◆ EXCERPTED TEXT ◆
The aging men of the USS Melvin want to have a Navy ship named after retired Adm. Barry K. Atkins, who was awarded the Navy Cross for his actions in the Pacific and now lives in an assisted living center in Richmond.

"Oh, I think it would be great," Dr. Edgar A. Hawk, 88, of Indianapolis, then a medical officer on the Melvin. "He well deserves it."

Military historians believe the Melvin is the only destroyer to sink an enemy battleship in World War II in the maritime equivalent of a heavyweight boxer being knocked out by a lightweight.

In the Battle for Leyte Gulf in the Philippines, the Melvin fired a torpedo about 11,000 yards that hit the Fuso broadside, starting an explosive chain reaction that ultimately split the Japanese vessel like a piece of cordwood.

The sinking of the Fuso was an exclamation point to an Allied rout of the Imperial Japanese Navy in the biggest naval battle in history. At the end of the three-day battle, Allied forces reported 3,500 dead to Japan's 10,000, including virtually all 1,400 crewmen aboard the Fuso.

Hawk recalls the 80-degree night as the 24-foot torpedoes were dispatched.

"... Six's gone, seven's gone, eight's gone ... Let's get the heck out of here," Hawk said of the moment the torpedoes were unleashed.

At the same time, star shells — flares fired high over the Pacific by the Fuso — illuminated the skies. "That meant that they were on to us," Hawk said.

◆ DATA PROVIDED ◆
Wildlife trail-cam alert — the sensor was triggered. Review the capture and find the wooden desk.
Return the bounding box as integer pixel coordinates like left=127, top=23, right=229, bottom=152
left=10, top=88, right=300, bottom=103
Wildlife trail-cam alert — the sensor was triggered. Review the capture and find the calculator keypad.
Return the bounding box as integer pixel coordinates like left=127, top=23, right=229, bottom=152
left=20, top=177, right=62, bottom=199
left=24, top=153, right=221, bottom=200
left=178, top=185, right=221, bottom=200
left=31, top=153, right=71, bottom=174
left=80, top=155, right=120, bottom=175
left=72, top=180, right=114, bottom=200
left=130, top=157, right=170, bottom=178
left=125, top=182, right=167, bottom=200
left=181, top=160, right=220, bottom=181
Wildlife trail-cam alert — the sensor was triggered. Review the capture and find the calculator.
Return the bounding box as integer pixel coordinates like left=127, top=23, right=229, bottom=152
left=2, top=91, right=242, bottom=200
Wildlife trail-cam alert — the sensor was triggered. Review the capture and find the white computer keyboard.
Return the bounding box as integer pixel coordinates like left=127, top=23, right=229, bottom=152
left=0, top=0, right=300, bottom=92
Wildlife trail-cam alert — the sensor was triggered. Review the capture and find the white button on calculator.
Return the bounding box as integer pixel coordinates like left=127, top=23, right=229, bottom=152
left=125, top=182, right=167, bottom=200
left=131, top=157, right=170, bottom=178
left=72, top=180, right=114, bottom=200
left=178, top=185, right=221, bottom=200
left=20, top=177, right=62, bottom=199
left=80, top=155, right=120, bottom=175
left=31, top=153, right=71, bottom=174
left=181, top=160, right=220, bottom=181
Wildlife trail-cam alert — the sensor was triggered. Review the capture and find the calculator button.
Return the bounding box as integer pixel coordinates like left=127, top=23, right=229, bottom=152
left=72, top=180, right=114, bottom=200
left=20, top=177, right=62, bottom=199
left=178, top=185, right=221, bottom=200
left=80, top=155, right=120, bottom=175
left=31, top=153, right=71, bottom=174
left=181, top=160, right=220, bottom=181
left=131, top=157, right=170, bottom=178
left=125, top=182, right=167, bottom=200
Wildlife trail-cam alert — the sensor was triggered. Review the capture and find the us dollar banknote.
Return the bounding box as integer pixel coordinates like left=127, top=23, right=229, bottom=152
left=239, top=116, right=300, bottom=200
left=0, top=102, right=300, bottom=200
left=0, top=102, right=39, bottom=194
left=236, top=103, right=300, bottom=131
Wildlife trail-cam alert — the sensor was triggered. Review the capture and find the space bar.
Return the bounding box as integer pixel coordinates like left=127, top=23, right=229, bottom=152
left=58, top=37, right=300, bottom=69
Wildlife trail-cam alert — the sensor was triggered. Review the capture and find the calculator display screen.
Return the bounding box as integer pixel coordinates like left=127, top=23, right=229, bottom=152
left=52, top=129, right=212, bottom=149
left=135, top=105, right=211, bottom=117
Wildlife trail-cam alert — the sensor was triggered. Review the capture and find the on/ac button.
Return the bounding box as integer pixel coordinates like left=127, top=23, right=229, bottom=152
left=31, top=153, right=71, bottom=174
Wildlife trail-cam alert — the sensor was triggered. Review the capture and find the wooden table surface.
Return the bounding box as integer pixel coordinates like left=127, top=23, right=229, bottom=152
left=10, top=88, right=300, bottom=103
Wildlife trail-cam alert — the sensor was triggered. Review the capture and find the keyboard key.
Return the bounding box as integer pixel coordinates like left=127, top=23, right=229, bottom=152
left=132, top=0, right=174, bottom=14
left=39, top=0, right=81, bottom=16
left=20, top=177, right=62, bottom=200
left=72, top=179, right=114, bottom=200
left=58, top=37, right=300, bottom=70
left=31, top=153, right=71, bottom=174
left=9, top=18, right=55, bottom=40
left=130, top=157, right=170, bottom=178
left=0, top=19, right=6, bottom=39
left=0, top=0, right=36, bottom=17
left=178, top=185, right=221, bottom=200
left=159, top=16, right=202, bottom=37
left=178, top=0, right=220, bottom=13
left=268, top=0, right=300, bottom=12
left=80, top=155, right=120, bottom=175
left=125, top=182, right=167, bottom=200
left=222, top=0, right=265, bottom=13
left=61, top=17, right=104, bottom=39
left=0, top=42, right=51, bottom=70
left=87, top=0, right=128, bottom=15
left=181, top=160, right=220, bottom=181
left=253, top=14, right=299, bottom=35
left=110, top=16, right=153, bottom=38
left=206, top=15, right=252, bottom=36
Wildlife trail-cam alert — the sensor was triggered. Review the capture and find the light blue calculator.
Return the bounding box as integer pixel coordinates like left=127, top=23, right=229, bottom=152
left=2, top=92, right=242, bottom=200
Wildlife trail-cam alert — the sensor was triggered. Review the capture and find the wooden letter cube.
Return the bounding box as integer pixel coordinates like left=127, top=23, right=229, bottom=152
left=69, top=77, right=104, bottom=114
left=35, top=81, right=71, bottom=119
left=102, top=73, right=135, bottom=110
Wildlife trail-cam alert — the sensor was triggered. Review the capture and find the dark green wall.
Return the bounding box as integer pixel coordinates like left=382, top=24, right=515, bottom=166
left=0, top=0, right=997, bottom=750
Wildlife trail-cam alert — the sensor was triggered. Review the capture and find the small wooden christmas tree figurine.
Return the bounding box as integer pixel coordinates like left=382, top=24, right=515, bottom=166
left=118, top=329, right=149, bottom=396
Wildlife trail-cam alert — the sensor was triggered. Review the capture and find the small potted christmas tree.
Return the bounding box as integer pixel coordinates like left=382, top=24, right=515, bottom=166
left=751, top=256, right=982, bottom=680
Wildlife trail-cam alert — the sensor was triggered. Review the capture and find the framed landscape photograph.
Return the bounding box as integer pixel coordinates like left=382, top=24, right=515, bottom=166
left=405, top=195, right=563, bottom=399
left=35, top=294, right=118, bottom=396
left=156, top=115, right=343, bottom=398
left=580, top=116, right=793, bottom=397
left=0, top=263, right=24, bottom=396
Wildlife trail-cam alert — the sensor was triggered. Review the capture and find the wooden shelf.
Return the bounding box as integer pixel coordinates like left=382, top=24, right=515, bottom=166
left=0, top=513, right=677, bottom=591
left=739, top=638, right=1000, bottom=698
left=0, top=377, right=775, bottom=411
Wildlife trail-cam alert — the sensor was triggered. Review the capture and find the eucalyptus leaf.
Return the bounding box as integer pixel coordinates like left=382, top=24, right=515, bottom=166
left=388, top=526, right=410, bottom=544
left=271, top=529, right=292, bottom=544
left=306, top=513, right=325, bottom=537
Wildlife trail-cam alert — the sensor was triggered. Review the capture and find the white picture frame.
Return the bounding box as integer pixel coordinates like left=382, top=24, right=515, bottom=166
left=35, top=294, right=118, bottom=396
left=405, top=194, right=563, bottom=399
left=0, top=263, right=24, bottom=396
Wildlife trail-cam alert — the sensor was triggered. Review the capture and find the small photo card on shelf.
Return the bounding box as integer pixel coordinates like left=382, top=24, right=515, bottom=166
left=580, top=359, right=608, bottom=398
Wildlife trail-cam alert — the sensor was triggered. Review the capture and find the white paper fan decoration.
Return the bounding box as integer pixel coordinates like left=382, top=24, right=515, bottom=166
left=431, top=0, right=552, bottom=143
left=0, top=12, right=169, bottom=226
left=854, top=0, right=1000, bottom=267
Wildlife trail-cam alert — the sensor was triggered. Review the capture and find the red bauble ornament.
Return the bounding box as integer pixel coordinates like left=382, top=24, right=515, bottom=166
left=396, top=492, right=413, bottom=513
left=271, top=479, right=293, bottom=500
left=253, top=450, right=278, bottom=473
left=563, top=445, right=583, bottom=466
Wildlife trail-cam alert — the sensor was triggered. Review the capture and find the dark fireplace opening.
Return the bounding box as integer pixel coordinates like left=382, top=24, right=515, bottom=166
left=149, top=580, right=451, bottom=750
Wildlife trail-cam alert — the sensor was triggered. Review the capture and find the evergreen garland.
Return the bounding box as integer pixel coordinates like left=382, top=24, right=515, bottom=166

◆ STUDY QUESTIONS ◆
1. Rewrite the USS Melvin passage between "Hawk recalls the" and "torpedoes were unleashed.", inclusive, using "weapons" in place of "torpedoes".
2. Carry the account of the USS Melvin forward past its last sentence.

◆ SOLVED TASKS ◆
1.
Hawk recalls the 80-degree night as the 24-foot weapons were dispatched.

"... Six's gone, seven's gone, eight's gone ... Let's get the heck out of here," Hawk said of the moment the weapons were unleashed.

2.
"The next thing I know a salvo of shells hits the water," he said. Bursts of orange flame on the horizon signaled the Fuso's engagement, and the Melvin's escape.

"The old man had thrown it on full rudder and we're getting the heck out of there," Hawk said of Atkins, only six years his senior. "He was zigzagging up a storm."

The Melvin put up smoke screens as it steamed north, its fantail fishtailing and its 2,000-ton hulk violently vibrating, one crewman recalled.

"We pulled out the stops getting out of there," said Brinton Turner, now 84, and a retired civil engineer in Palo Alto, Calif.

Atkins remained calm and in command.

"I told the bridge crew not to worry — they won't hit us. But I had no reason to think they wouldn't," he said in "The Last Epic Naval Battle, Voices from Leyte Gulf," by David Sears.

But the Fuso had been mortally wounded. The torpedo ruptured fuel tanks, which ignited an ammunition magazine. The ship broke apart, disgorging sailors into the water, Sears wrote.

"This was a real historic moment," Hawk said.

The Naval War College analysis, released 14 years after the battle, concluded the Melvin was the only one of three destroyers firing at the Fuso that landed its torpedo.

"The Melvin probably was the only destroyer to sink a battleship in World War II," spokesman Jack Green of the Naval Historical Center said, carefully quoting historians.

The center is the first stop for any proposal to name a ship.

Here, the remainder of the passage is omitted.